Exercise requirements
Rewrite the entries below, changing every "red t-shirt" to "red jersey" and keeping everything else the same. Omit the pictures from your version.

Records for this task
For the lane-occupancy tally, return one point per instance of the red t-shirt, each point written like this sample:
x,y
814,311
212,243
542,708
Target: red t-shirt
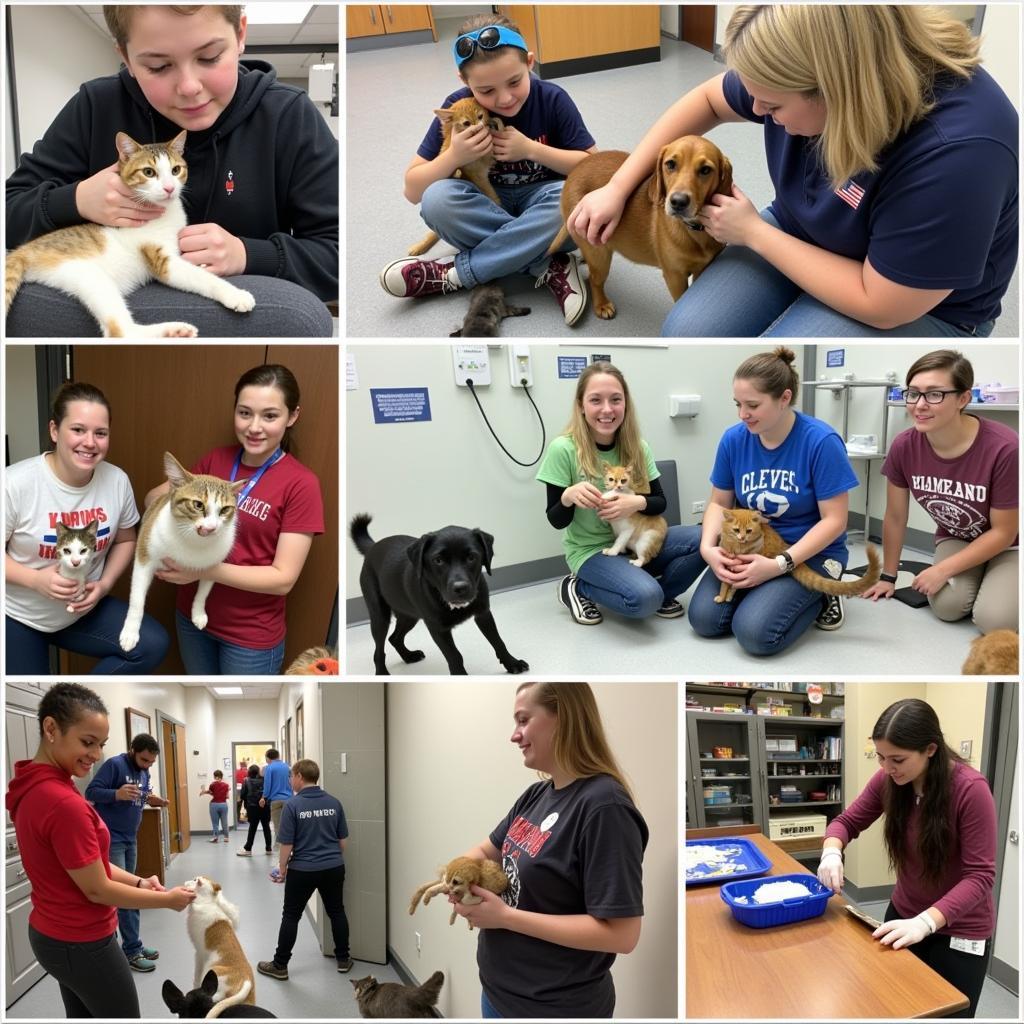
x,y
287,500
58,830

Solution below
For the lane-occupancy tally, return one point per instance of the red jersey, each point written like this sample:
x,y
814,311
212,243
542,708
Target: red jersey
x,y
287,500
58,830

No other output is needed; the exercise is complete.